Task to carry out: Rewrite the listing from the line with "# test: point on every instance of the green foliage" through the end of the listing, swapping "blue sky" for "clear sky" and keeping everything else the same. Leave the pictures out.

[Location labeling records]
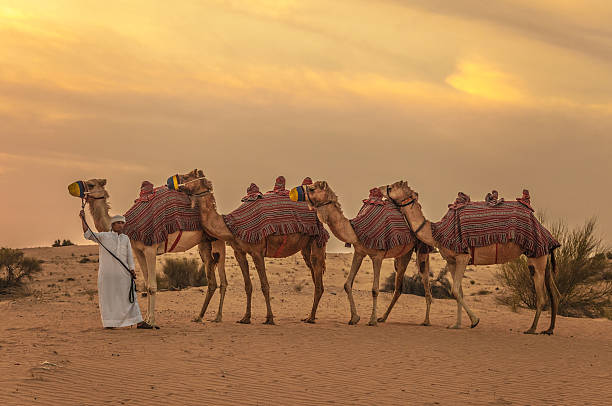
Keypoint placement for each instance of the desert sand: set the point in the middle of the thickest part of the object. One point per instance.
(53, 350)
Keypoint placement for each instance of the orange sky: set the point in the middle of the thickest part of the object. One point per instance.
(452, 96)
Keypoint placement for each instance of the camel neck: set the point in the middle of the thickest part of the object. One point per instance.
(212, 221)
(339, 225)
(99, 211)
(416, 218)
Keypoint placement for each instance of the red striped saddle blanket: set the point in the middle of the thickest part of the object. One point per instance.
(477, 224)
(158, 213)
(274, 214)
(380, 225)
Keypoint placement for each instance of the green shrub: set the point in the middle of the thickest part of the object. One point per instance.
(183, 272)
(583, 274)
(15, 269)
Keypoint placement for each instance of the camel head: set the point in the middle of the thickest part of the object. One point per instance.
(317, 194)
(400, 194)
(193, 183)
(89, 189)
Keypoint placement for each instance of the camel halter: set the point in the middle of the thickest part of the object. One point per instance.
(316, 206)
(404, 203)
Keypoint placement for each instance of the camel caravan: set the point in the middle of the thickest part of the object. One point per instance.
(280, 223)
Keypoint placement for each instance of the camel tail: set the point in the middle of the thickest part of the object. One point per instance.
(553, 262)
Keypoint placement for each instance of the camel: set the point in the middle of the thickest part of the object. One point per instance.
(405, 198)
(321, 197)
(200, 190)
(211, 253)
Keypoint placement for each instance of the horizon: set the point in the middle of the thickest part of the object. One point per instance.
(448, 96)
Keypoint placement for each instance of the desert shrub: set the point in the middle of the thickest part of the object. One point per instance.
(15, 269)
(582, 277)
(412, 284)
(183, 272)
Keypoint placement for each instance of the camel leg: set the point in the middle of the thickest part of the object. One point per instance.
(348, 286)
(458, 271)
(423, 264)
(400, 265)
(260, 265)
(142, 262)
(219, 255)
(248, 286)
(209, 265)
(554, 295)
(317, 259)
(377, 264)
(149, 254)
(538, 274)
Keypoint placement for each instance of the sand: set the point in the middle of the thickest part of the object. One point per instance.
(53, 350)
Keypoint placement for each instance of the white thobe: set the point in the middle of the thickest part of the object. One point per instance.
(114, 281)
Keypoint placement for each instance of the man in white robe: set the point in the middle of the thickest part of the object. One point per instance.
(114, 281)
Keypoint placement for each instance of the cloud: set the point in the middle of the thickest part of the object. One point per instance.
(70, 161)
(484, 80)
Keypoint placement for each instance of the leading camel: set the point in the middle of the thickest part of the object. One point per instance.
(211, 253)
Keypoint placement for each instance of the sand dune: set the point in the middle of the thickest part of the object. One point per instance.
(54, 351)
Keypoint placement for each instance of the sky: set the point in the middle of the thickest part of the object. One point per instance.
(451, 96)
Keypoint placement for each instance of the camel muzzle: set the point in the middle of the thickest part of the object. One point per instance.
(298, 194)
(78, 189)
(173, 182)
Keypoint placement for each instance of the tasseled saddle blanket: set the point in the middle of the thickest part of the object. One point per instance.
(380, 225)
(470, 224)
(159, 212)
(261, 215)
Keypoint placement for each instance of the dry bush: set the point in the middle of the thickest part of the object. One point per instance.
(412, 284)
(583, 274)
(15, 269)
(183, 272)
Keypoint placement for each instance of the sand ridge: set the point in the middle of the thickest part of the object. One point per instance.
(54, 351)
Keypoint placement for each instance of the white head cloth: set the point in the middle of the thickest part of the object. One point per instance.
(117, 218)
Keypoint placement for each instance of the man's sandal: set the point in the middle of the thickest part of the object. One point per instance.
(144, 324)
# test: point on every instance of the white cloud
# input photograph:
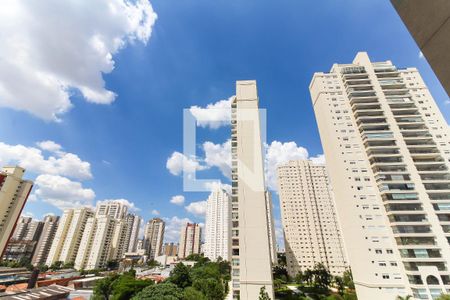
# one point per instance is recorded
(219, 155)
(51, 47)
(178, 162)
(214, 185)
(177, 200)
(197, 208)
(62, 192)
(49, 146)
(215, 115)
(131, 206)
(318, 159)
(278, 153)
(32, 159)
(27, 214)
(173, 228)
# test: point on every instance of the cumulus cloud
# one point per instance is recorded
(278, 153)
(177, 200)
(215, 115)
(131, 206)
(219, 155)
(178, 163)
(63, 192)
(173, 228)
(318, 159)
(50, 48)
(197, 208)
(33, 160)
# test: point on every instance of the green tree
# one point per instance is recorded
(180, 276)
(104, 287)
(212, 288)
(191, 293)
(126, 286)
(299, 277)
(322, 277)
(162, 291)
(263, 295)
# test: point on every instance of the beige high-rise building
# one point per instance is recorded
(21, 228)
(154, 237)
(95, 247)
(387, 148)
(310, 226)
(190, 240)
(218, 225)
(133, 226)
(114, 209)
(252, 243)
(170, 249)
(14, 192)
(45, 241)
(68, 235)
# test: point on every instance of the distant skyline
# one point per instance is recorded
(92, 99)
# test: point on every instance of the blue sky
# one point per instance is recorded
(192, 54)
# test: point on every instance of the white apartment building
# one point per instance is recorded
(190, 240)
(252, 245)
(45, 240)
(95, 248)
(310, 225)
(133, 225)
(14, 192)
(68, 235)
(21, 228)
(387, 148)
(154, 237)
(114, 209)
(218, 225)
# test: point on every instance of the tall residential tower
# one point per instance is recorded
(311, 231)
(251, 254)
(387, 148)
(14, 192)
(217, 226)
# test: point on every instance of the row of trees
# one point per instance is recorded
(206, 280)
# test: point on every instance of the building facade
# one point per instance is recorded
(45, 240)
(311, 231)
(387, 148)
(68, 236)
(190, 240)
(427, 21)
(251, 250)
(154, 237)
(218, 225)
(14, 192)
(133, 225)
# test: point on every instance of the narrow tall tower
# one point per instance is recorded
(251, 247)
(311, 231)
(14, 192)
(45, 240)
(387, 148)
(218, 225)
(190, 240)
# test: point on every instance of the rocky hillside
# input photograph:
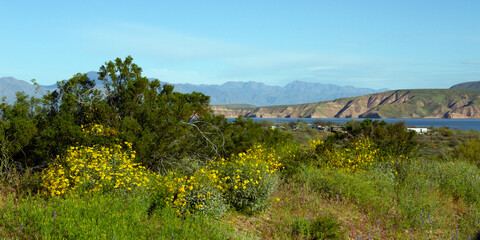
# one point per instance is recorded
(467, 85)
(418, 103)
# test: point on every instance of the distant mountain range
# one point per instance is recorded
(253, 93)
(467, 85)
(414, 103)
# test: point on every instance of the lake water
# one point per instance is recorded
(465, 124)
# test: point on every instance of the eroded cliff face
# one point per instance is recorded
(392, 104)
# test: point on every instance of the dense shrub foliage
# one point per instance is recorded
(136, 160)
(167, 129)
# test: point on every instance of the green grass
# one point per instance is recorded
(101, 217)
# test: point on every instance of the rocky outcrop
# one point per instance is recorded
(429, 103)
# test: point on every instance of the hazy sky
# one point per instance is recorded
(376, 44)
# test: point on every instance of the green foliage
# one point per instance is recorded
(372, 188)
(249, 178)
(469, 151)
(324, 226)
(391, 139)
(18, 128)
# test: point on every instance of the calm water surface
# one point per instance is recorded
(465, 124)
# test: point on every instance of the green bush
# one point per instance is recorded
(248, 179)
(469, 151)
(370, 188)
(324, 226)
(102, 217)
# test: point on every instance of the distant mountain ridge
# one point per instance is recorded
(467, 85)
(260, 94)
(414, 103)
(252, 93)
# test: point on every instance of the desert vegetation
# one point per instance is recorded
(137, 160)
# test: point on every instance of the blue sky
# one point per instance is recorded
(376, 44)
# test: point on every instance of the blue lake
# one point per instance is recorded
(465, 124)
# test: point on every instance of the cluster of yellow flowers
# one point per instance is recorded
(355, 157)
(238, 180)
(93, 169)
(313, 143)
(98, 130)
(199, 192)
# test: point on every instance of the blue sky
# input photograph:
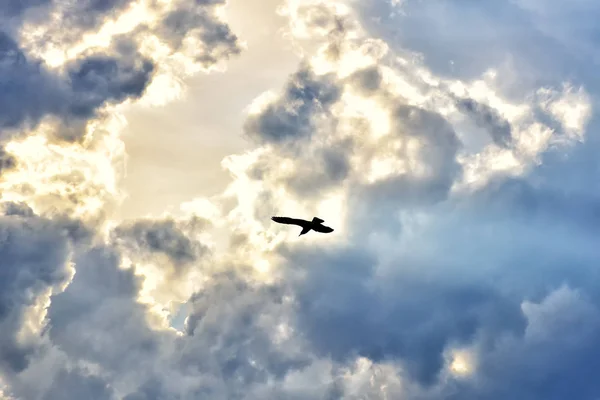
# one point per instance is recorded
(450, 144)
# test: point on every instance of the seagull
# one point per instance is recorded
(316, 224)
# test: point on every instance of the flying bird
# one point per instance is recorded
(316, 224)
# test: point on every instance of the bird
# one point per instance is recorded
(316, 224)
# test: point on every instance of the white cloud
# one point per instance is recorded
(445, 275)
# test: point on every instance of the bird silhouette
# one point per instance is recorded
(316, 224)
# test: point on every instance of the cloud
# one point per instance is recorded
(36, 254)
(294, 114)
(463, 263)
(31, 92)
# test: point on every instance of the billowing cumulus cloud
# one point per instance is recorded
(457, 171)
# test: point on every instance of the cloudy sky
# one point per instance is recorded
(452, 145)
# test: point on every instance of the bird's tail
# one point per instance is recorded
(306, 229)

Full solution:
# test: point on every instance of the green foliage
# one point per instance is recorded
(372, 188)
(249, 178)
(469, 151)
(324, 226)
(391, 139)
(18, 128)
# test: point on every instance of the calm water surface
# one point per instance is recorded
(465, 124)
# test: point on every instance of the green bush
# one point per instance is recorded
(248, 179)
(469, 151)
(370, 188)
(324, 226)
(102, 217)
# test: point on every instance of the distant mountain ridge
# one point per instance is recorded
(467, 85)
(260, 94)
(414, 103)
(252, 93)
# test: point on every instance of the desert vegetation
# one point per instance is recorded
(137, 160)
# test: point on every instance of the clear sky
# one point per instance is recorded
(376, 44)
# test: point on every instance of the blue lake
# one point per instance is recorded
(465, 124)
# test: point on every instance of the cluster of yellow flowers
# one point per instance is recorded
(355, 157)
(238, 180)
(93, 169)
(313, 143)
(98, 130)
(199, 192)
# test: point on every instance of the clear sky
# input photograph:
# one point per instance is recorded
(450, 144)
# test: point on every instance of the seagull
# one point per instance is recorded
(316, 224)
# test: point on every instance of the flying bird
# one point per instance is recorded
(316, 224)
# test: point on every instance of the bird
# one point per instance is recorded
(316, 224)
# test: point on every instance of the white cloud
# one point per instance is recorded
(445, 275)
# test: point on every instance of the bird silhouette
# one point per instance is recorded
(316, 224)
# test: point on every instance of the cloud
# one point per instance is recorded
(36, 254)
(294, 114)
(463, 263)
(31, 92)
# test: point on every instance of the billowing cumulus cloud
# one point per instance is recorded
(457, 171)
# test: point on every instance of the cloudy sky
# one point per instance is recorded
(452, 145)
# test: point on every instance of the bird's tail
# one point per instance is recorded
(306, 229)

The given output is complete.